* **Spatial localization data**:
--------------------
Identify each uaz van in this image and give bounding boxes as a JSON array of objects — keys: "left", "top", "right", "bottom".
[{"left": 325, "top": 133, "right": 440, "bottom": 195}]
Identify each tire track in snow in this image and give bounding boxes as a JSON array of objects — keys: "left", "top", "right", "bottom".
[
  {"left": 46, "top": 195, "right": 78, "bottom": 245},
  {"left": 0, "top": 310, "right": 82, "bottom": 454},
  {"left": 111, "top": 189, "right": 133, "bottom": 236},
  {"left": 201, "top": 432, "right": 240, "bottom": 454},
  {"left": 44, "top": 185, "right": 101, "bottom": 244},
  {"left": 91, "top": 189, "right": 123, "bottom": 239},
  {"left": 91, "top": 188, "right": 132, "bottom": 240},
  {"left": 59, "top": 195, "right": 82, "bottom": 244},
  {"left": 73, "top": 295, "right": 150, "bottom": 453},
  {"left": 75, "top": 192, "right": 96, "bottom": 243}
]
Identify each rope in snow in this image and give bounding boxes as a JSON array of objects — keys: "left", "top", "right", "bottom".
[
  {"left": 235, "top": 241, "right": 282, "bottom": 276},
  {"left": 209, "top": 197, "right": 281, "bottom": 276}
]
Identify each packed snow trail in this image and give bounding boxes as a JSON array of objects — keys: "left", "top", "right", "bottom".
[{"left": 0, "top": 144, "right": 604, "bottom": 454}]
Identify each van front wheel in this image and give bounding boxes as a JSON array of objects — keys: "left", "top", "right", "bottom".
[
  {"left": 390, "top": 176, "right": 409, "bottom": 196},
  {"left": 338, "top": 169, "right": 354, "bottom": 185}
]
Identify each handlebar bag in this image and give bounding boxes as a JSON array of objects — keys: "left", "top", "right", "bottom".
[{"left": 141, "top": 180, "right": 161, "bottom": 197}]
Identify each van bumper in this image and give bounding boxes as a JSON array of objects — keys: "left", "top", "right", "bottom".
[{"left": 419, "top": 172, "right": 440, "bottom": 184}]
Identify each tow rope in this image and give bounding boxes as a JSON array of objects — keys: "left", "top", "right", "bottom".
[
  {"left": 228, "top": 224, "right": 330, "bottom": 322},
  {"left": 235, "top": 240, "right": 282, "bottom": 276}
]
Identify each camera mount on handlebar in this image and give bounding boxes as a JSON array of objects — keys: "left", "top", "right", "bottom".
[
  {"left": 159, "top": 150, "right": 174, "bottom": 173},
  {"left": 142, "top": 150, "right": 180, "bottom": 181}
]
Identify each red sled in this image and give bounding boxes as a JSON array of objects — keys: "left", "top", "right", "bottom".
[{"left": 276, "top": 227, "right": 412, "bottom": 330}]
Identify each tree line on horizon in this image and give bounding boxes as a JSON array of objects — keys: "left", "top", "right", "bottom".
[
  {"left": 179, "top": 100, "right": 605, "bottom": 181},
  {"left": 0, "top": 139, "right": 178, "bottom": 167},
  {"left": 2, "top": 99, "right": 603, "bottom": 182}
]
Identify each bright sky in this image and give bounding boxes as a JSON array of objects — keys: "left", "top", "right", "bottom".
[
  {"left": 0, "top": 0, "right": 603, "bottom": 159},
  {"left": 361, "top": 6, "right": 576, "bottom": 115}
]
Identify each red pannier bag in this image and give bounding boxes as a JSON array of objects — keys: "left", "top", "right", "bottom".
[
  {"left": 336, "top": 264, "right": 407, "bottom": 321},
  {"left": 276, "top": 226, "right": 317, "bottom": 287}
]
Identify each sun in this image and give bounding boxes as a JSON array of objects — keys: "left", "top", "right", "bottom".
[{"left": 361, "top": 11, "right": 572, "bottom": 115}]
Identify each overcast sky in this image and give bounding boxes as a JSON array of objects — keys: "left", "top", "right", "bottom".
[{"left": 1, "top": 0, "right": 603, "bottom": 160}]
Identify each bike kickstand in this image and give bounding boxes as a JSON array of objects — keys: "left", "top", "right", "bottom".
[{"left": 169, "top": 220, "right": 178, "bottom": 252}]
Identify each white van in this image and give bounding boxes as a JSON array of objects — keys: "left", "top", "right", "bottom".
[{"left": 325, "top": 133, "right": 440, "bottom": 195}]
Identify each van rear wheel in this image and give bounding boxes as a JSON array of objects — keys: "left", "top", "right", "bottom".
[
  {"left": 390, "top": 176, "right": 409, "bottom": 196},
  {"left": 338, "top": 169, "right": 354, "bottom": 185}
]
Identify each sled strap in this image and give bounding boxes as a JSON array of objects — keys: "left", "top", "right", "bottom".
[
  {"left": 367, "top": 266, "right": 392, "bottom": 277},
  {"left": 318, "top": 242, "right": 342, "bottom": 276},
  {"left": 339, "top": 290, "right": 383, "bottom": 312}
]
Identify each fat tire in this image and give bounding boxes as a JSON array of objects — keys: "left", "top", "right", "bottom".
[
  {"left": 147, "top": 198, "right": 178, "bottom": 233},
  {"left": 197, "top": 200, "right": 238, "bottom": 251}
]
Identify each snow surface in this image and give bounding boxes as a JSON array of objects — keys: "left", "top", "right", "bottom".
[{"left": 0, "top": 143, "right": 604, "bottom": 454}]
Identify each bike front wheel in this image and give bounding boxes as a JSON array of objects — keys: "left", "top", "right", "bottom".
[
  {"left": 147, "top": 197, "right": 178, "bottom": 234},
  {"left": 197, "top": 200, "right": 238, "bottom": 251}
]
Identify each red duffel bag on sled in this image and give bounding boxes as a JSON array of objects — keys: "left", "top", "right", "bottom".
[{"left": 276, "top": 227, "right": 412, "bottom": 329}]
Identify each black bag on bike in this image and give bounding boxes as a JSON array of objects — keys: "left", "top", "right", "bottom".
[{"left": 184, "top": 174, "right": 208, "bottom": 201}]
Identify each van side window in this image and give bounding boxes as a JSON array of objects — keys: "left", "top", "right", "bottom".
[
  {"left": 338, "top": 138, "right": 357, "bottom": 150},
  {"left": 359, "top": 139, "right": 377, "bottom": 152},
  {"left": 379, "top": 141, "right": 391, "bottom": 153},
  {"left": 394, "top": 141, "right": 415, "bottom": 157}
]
--------------------
* **Exercise**: All of the entries above should be output exactly as they are.

* **Result below**:
Identify each uaz van in this image and give bounding boxes as a JSON array of objects — keys: "left", "top", "right", "bottom".
[{"left": 325, "top": 133, "right": 440, "bottom": 195}]
Identify each tire track in snow in this image and give bounding boxes as a JSON array of objects — keys: "left", "top", "right", "bottom".
[
  {"left": 46, "top": 195, "right": 78, "bottom": 245},
  {"left": 0, "top": 310, "right": 82, "bottom": 454},
  {"left": 111, "top": 189, "right": 133, "bottom": 236},
  {"left": 201, "top": 432, "right": 240, "bottom": 454},
  {"left": 44, "top": 185, "right": 101, "bottom": 244},
  {"left": 91, "top": 189, "right": 123, "bottom": 239},
  {"left": 91, "top": 188, "right": 132, "bottom": 240},
  {"left": 59, "top": 195, "right": 82, "bottom": 244},
  {"left": 73, "top": 295, "right": 150, "bottom": 453},
  {"left": 75, "top": 192, "right": 96, "bottom": 243}
]
Identify each rope in snow in this image and give bounding boxes as a JSON array of objects — keys: "left", "top", "right", "bottom".
[
  {"left": 235, "top": 241, "right": 282, "bottom": 276},
  {"left": 209, "top": 197, "right": 281, "bottom": 276}
]
Identify each packed snow trail in this image and give bounding boxes as a JSON array of objects — keys: "left", "top", "right", "bottom".
[{"left": 0, "top": 144, "right": 604, "bottom": 454}]
Identify each van front wheel in this image and give bounding boxes as a JSON array of objects — keys: "left", "top", "right", "bottom".
[
  {"left": 390, "top": 176, "right": 409, "bottom": 196},
  {"left": 338, "top": 169, "right": 354, "bottom": 185}
]
Identify each handlebar bag in this image and give bounding boxes as a JSON array of objects — keys: "left", "top", "right", "bottom".
[{"left": 141, "top": 180, "right": 161, "bottom": 197}]
Identify each van bumper in this image and give bounding boxes as a JSON array of objects — keys: "left", "top", "right", "bottom".
[{"left": 419, "top": 172, "right": 440, "bottom": 184}]
Identify each tow rope in this image and give bounding boxes as a JSON array of objects — keys: "left", "top", "right", "bottom".
[
  {"left": 228, "top": 224, "right": 330, "bottom": 322},
  {"left": 235, "top": 240, "right": 282, "bottom": 276}
]
Identify each camera mount on handlebar in this image and give bounding boxes as a JSON array of objects — keys: "left", "top", "right", "bottom".
[
  {"left": 159, "top": 150, "right": 174, "bottom": 173},
  {"left": 142, "top": 150, "right": 180, "bottom": 181}
]
Identify each red sled in this image and give bounding boxes as a JSON array of objects — keys: "left", "top", "right", "bottom".
[{"left": 276, "top": 227, "right": 412, "bottom": 330}]
Identify each tree line on horizon in this image and give bounding boxes as a JSON array of objects — keys: "left", "top", "right", "bottom".
[
  {"left": 179, "top": 100, "right": 605, "bottom": 181},
  {"left": 0, "top": 139, "right": 178, "bottom": 167},
  {"left": 2, "top": 99, "right": 603, "bottom": 182}
]
Identify each bright sky in this image and give bounding boxes as a JSON array of objects — keys: "left", "top", "right", "bottom".
[
  {"left": 0, "top": 0, "right": 603, "bottom": 159},
  {"left": 361, "top": 6, "right": 576, "bottom": 115}
]
Identify each red pannier bag in this image and give bounding boxes as a JSON array of objects — keys: "left", "top", "right", "bottom".
[
  {"left": 336, "top": 264, "right": 407, "bottom": 321},
  {"left": 276, "top": 226, "right": 317, "bottom": 287}
]
Identify each sun in this image and give bounding boxes as a JSON array of objects — keys: "left", "top", "right", "bottom".
[{"left": 361, "top": 11, "right": 572, "bottom": 115}]
Identify each overcast sky in this image and give bounding boxes as a JSON array of objects — keys: "left", "top", "right", "bottom".
[{"left": 1, "top": 0, "right": 603, "bottom": 160}]
Identify each bike kickstand in this image and give bounding boxes as a JSON array of objects — keys: "left", "top", "right", "bottom".
[{"left": 169, "top": 220, "right": 178, "bottom": 252}]
Identify each white van in this image and give bounding boxes as a JSON array of objects — keys: "left", "top", "right", "bottom".
[{"left": 325, "top": 133, "right": 440, "bottom": 195}]
Identify each van rear wheel in this image and give bounding boxes as a JSON array of objects — keys: "left", "top", "right", "bottom".
[
  {"left": 390, "top": 176, "right": 409, "bottom": 196},
  {"left": 338, "top": 169, "right": 354, "bottom": 185}
]
Identify each sled strap in this image and give bounding boxes as a JSON array of objects — keys: "left", "top", "right", "bottom".
[
  {"left": 367, "top": 266, "right": 392, "bottom": 277},
  {"left": 318, "top": 242, "right": 342, "bottom": 276},
  {"left": 339, "top": 290, "right": 383, "bottom": 312}
]
Identify each fat tire in this image and give bounding boxes as a JSON array of objects — keys: "left", "top", "right", "bottom".
[
  {"left": 147, "top": 198, "right": 178, "bottom": 233},
  {"left": 197, "top": 200, "right": 238, "bottom": 251}
]
Identify each snow surface in this image and give bounding boxes as a JSON array of objects — keys: "left", "top", "right", "bottom".
[{"left": 0, "top": 143, "right": 604, "bottom": 454}]
Identify each bike front wheel in this image and give bounding boxes as a JSON array of objects — keys: "left", "top", "right", "bottom".
[
  {"left": 147, "top": 197, "right": 178, "bottom": 234},
  {"left": 197, "top": 200, "right": 238, "bottom": 251}
]
Identify each red duffel bag on sled in this image and give bounding boxes as a JSON array of objects — keys: "left", "top", "right", "bottom".
[{"left": 276, "top": 227, "right": 412, "bottom": 329}]
Identify each black bag on bike in this image and give bounding boxes as a JSON array of objects — keys: "left", "top", "right", "bottom".
[{"left": 184, "top": 174, "right": 208, "bottom": 201}]
Identify each van side window in this image and give bounding boxes as a JSON array of objects — keys: "left", "top", "right", "bottom".
[
  {"left": 338, "top": 138, "right": 357, "bottom": 150},
  {"left": 359, "top": 139, "right": 377, "bottom": 152},
  {"left": 379, "top": 141, "right": 391, "bottom": 153},
  {"left": 394, "top": 141, "right": 415, "bottom": 157}
]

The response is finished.